■ **Passage shown**:
↓

The category of movies that have the highest number of total rental hours in the cities, and that start with the letter “a” or has a “-” symbol

In [25]:
q7_dataframe = db_rental \
    .filter(col("return_date").isNotNull()) \
    .withColumn("rental_hours", (unix_timestamp("return_date") - unix_timestamp("rental_date")) / 3600) \
    .join(db_inventory, "inventory_id") \
    .join(db_film_category, "film_id") \
    .join(db_category, "category_id") \
    .join(db_customer, "customer_id") \
    .join(db_address, "address_id") \
    .join(db_city, "city_id") \
    .select(
        col("city"),
        col("name").alias("category_name"),
        col("rental_hours")
    )

q7_result = q7_dataframe \
    .filter(
        (lower(col("city")).startswith("a")) | (col("city").contains("-"))
    ) \
    .groupBy("category_name") \
    .agg(sum("rental_hours").alias("total_hours")) \
    .orderBy(desc("total_hours")) \
    .limit(1)

q7_result.show()


+-------------+-----------------+
|category_name|      total_hours|
+-------------+-----------------+
|       Sports|16858.16666666667|
+-------------+-----------------+

↑

■ **Data entries**:
↓

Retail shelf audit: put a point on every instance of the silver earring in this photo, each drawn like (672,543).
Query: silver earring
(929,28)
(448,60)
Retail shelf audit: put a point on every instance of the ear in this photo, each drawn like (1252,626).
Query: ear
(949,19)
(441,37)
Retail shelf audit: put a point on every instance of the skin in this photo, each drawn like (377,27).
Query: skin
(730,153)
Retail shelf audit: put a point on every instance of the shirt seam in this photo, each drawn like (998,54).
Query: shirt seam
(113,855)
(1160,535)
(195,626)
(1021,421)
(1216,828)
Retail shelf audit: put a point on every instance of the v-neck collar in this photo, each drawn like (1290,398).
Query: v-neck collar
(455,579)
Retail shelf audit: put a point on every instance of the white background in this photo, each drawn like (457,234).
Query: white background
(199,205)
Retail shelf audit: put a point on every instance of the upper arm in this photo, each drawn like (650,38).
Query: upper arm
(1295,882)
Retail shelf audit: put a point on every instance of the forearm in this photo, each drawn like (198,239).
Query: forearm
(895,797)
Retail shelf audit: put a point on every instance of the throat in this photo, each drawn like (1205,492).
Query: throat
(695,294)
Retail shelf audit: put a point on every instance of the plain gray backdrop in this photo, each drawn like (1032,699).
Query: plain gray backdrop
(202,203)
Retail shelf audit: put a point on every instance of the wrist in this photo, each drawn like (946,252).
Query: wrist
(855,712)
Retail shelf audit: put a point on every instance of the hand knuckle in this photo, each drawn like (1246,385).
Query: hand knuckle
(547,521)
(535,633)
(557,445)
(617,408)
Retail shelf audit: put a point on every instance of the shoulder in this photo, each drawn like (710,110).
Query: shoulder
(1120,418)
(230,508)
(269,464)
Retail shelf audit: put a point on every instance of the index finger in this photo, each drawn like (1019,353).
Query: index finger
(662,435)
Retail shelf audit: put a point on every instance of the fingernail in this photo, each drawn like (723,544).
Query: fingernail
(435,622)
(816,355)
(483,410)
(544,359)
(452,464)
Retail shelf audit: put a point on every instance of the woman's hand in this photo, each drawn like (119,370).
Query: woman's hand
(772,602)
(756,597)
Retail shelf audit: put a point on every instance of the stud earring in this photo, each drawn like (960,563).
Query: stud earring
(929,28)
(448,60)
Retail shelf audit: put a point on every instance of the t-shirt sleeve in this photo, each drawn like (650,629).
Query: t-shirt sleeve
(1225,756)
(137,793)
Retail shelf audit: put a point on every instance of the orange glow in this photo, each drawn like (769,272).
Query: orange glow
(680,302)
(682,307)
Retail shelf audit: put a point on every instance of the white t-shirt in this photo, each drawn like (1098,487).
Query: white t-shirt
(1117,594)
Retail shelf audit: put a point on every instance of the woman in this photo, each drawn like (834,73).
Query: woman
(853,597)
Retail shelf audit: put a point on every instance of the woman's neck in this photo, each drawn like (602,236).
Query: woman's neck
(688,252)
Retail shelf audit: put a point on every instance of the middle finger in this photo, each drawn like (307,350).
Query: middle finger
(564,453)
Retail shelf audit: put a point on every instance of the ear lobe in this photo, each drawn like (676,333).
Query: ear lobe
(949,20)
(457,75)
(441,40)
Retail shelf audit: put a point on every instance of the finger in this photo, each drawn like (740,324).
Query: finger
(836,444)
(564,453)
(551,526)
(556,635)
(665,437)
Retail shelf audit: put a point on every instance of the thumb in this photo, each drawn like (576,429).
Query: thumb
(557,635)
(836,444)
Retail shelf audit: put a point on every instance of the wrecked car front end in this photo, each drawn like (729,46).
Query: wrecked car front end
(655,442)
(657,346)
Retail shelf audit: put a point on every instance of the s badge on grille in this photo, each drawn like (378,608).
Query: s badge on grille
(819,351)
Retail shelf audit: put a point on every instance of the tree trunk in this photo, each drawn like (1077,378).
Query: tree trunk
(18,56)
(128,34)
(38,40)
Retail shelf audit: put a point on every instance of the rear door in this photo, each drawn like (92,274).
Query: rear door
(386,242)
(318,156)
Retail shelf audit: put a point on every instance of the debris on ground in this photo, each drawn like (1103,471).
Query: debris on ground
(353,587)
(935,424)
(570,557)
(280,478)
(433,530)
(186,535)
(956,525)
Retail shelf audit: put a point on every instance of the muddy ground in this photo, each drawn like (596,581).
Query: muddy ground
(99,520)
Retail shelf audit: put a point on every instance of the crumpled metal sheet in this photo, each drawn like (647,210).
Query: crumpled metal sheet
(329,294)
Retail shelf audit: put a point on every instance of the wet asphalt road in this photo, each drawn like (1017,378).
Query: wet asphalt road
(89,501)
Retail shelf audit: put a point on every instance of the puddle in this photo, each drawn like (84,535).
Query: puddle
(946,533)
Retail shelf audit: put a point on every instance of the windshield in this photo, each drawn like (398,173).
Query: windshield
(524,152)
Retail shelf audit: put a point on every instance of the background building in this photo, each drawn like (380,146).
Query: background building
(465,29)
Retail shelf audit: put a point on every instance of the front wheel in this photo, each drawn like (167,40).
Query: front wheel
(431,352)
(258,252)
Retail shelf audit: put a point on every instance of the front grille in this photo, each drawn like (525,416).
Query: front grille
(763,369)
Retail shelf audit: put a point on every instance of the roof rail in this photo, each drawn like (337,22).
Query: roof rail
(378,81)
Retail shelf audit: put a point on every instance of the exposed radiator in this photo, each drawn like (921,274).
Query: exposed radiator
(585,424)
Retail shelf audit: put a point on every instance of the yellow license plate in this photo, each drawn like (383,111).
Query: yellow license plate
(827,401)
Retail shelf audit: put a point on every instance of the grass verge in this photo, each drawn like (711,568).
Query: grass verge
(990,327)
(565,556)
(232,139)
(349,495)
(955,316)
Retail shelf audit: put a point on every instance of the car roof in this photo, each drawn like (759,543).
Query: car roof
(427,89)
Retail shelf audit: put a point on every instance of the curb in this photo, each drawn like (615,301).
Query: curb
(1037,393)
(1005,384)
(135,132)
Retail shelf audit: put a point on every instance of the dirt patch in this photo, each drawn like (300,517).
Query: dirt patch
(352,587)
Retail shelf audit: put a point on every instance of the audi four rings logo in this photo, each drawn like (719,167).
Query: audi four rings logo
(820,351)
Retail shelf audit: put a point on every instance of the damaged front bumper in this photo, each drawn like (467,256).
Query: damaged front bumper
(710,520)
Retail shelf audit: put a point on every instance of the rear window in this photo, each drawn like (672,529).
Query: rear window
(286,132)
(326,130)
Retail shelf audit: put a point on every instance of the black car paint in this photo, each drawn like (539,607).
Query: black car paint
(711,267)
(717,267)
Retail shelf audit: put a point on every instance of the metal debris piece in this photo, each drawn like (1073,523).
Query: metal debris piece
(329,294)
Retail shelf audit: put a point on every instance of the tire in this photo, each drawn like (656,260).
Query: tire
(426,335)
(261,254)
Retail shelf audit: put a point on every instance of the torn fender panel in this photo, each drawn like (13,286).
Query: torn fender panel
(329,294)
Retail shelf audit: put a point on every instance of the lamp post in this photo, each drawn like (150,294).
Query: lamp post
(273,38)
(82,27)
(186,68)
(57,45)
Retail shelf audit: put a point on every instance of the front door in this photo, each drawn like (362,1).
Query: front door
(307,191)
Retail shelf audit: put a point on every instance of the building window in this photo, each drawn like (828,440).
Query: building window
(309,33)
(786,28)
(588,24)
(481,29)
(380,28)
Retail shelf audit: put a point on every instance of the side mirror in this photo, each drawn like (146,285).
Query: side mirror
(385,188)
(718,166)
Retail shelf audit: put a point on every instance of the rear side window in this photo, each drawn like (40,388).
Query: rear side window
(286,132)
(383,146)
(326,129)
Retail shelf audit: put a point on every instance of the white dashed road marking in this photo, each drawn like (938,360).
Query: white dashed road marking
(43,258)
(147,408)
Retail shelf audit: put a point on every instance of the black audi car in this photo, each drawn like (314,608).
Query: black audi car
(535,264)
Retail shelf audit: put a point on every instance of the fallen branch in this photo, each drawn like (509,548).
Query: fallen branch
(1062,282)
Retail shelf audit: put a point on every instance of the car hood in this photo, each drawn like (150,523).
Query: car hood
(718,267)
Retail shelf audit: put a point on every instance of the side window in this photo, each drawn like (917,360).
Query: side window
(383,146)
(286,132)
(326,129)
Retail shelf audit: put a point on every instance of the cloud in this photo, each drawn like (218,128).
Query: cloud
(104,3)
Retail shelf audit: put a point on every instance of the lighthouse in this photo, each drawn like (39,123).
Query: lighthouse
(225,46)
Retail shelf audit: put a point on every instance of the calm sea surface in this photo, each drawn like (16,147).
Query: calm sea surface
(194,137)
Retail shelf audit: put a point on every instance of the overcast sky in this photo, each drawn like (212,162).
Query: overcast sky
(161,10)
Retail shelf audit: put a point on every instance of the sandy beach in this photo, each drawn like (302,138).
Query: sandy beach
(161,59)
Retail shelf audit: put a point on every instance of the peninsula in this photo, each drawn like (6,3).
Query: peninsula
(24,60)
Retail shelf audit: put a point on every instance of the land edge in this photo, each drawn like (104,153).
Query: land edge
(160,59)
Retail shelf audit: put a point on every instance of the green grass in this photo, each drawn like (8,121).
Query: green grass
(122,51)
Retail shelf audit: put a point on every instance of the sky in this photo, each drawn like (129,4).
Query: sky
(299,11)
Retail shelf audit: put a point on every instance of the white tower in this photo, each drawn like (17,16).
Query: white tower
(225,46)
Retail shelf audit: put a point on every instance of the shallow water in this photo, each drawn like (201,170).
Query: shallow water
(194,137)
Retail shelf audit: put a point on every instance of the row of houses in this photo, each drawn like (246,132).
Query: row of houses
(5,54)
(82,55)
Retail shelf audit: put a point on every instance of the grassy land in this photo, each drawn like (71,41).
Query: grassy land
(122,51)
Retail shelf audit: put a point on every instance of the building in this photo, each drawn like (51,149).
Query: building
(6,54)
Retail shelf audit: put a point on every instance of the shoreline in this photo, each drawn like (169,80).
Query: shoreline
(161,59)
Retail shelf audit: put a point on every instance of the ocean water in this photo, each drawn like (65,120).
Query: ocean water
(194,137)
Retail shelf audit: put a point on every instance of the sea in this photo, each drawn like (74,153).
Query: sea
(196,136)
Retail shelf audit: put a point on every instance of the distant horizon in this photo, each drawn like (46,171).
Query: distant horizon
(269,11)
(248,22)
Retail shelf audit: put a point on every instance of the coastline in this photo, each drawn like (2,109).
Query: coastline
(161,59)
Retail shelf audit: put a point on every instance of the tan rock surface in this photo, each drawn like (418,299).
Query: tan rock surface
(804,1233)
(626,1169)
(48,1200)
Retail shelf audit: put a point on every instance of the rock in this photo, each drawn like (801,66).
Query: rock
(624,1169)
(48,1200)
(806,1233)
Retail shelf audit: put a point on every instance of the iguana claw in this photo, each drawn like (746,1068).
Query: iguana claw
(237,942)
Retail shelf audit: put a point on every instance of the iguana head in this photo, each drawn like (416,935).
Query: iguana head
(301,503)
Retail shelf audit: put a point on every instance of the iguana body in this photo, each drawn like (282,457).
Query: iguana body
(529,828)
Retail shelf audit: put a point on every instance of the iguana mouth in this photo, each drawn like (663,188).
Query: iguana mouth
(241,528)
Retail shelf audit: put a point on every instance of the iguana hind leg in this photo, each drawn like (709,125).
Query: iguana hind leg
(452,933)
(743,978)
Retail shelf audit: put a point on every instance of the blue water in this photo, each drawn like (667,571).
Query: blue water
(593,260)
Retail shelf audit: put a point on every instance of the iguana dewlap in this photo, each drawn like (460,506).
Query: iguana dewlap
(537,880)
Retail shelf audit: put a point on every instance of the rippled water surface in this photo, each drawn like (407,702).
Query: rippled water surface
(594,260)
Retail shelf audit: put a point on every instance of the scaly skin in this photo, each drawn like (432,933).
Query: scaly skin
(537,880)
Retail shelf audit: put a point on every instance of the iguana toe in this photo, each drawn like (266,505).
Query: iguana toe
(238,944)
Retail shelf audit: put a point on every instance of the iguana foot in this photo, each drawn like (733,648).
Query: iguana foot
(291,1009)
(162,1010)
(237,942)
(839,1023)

↑

In the rental-hours code above, why does the query sort by total_hours in descending order and then keep only one row?

■ **Completed task**:
The header asks for the single category with the highest total rental hours in the cities that start with "a" or contain a "-". Sorting by total_hours in descending order puts the largest total first, and limit(1) keeps only that top category, which the output shows as Sports with 16858.16666666667 hours.